■ Required task 1 ■
Transcribe the passage on vulnerability in diversity, equity and inclusion work, starting with "Today I want" and going on through "tackle DEI issues.".
■ Required task 2 ■
Go on with the passage on vulnerability in diversity, equity and inclusion work, picking up after its final sentence.

Today I want to explore why these are the four key skill sets that are needed to meaningfully tackle Diversity, Equity and Inclusion in our organisations.



1. Upping our tolerance for vulnerability


Brené is perhaps best known for her reframing of vulnerability as courage. And if you haven't wrapped your head around this yet, then head to her TEDtalk. She best defines vulnerability as uncertainty, risk and emotional exposure. These are all things that we need to get to grips with as we tackle DEI issues.

Uncertainty - For two key reasons. Firstly, because there isn't a cookie-cutter toolkit we can use as we are dealing with people with all of their complex uniqueness. And, secondly, because when organisations ask me for certainty in their DEI approaches, I can't give it to them. This is an emerging paradigm and we don't have all of the answers yet. Which leads me to...

Risk - We are going to have to take risks so as to succeed. This may involve falling on our faces in the service of learning. But best to have skin in the game and to be trying. (If we could just let the folks on social media know that too, that would be awesome).

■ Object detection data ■

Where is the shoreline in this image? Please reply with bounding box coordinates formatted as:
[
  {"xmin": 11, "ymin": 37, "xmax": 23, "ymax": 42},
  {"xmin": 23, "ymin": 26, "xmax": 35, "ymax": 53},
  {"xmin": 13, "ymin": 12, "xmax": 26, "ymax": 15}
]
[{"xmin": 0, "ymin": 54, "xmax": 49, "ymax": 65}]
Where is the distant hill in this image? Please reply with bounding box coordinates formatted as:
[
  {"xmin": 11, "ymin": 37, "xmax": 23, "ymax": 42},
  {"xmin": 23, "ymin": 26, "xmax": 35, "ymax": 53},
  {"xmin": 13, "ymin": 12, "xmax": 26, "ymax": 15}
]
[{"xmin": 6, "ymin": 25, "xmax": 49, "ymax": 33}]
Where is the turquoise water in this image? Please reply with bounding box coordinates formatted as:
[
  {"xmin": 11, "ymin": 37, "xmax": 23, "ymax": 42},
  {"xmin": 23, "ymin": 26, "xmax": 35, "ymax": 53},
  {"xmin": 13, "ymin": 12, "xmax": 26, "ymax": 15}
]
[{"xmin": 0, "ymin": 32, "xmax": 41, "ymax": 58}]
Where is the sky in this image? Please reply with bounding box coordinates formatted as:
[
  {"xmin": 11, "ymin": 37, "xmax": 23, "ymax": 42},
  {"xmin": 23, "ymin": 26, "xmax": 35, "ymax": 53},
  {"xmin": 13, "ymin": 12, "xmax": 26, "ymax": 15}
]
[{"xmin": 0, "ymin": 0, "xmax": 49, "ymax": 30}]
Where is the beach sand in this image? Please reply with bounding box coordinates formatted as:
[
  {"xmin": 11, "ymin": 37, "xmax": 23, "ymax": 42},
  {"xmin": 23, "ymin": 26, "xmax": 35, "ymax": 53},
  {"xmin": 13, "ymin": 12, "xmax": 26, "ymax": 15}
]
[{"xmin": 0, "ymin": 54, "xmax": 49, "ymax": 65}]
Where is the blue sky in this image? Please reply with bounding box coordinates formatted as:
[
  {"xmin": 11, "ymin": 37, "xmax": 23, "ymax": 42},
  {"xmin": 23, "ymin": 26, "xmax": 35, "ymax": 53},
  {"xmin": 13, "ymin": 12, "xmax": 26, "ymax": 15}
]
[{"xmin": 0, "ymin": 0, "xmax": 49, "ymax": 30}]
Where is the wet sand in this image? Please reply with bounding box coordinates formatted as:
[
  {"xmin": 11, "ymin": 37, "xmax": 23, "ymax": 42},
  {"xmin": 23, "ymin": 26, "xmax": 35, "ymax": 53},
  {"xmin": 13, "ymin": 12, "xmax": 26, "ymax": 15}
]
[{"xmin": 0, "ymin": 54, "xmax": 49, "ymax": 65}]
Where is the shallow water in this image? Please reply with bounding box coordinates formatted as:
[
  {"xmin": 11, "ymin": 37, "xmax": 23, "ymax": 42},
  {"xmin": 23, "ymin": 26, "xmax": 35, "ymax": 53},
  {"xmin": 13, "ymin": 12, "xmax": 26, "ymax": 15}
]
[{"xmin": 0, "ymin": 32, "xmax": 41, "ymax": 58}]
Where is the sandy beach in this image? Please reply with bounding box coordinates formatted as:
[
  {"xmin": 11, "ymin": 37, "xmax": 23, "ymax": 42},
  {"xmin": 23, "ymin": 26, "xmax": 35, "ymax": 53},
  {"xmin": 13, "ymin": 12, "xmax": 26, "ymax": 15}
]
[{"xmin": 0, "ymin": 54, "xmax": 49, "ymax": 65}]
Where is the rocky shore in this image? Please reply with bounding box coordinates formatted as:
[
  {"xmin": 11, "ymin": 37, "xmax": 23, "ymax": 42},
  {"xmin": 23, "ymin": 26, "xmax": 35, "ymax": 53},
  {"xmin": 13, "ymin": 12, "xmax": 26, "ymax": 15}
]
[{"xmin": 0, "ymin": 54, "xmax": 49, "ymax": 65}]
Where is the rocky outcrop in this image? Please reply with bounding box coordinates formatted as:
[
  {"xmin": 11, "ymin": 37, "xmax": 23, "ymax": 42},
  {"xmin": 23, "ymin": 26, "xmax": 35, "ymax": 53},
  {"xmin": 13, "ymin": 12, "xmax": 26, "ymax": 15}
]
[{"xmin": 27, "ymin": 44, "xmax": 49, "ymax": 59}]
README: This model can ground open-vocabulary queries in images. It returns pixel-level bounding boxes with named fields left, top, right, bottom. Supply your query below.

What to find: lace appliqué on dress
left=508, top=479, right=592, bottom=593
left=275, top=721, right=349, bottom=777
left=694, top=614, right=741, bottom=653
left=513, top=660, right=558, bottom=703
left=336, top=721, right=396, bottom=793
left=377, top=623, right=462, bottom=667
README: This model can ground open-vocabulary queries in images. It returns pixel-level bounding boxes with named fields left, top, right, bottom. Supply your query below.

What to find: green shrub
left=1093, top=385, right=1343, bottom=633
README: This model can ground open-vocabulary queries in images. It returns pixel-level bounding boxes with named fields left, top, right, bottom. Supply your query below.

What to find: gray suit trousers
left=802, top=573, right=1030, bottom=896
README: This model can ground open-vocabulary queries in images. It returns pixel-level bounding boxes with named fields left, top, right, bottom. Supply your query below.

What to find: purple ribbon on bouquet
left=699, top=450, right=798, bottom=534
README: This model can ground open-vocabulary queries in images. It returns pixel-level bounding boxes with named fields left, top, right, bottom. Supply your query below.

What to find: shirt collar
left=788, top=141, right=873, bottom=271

■ Final answer 1 ■
Today I want to explore why these are the four key skill sets that are needed to meaningfully tackle Diversity, Equity and Inclusion in our organisations.



1. Upping our tolerance for vulnerability


Brené is perhaps best known for her reframing of vulnerability as courage. And if you haven't wrapped your head around this yet, then head to her TEDtalk. She best defines vulnerability as uncertainty, risk and emotional exposure. These are all things that we need to get to grips with as we tackle DEI issues.

■ Final answer 2 ■
Emotional exposure - Possibly the one that is most missing from many DEI strategies. We need to engage our hearts and minds in this work.
In the words of Tarana Burke: "I don’t believe your antiracist work is complete or valid or useful if you haven’t engaged with Black humanity". Less tools and process, more heart.



2. Living into our values


Brené makes the call for us to actually live our values not just profess them. It is easy for an organisation to say they are pro DEI. It is really bloody difficult to effect meaningful and sustainable change in our organisations. And hence integrity is paramount. We need to live our DEI work, operationalise it in to our organisation, give feedback to each other on it. It needs to be more than a Twitter handle or PR story.


3. Operationalising trust


We need to create cultures in which people can be brave. This requires trust. We need to, as leaders, know how to create trust in our organisations or rebuild trust when things go wrong. This ladders directly up to the extent to which people feel like they can be vulnerable, take risks and own and learn from any failures.


4. Resilience


Because we will get it wrong! I continue to be scared of a public shaming and we do live in a culture where people are being no-platformed for things they said twenty years ago. However, we are going to mess it up sometimes and we need to be resilient enough to lean in to that, get curious about what went wrong and learn from it.


Dare to LeadTM is the curriculum that Brené and her team built to teach Courageous Leadership. We're running an open Dare to LeadTM programme in London on 7th/8th/9th June where we will be teaching these skillsets and exploring what they mean for DEI. There are a couple of spaces left - if you're interested, email Liz for details or register here.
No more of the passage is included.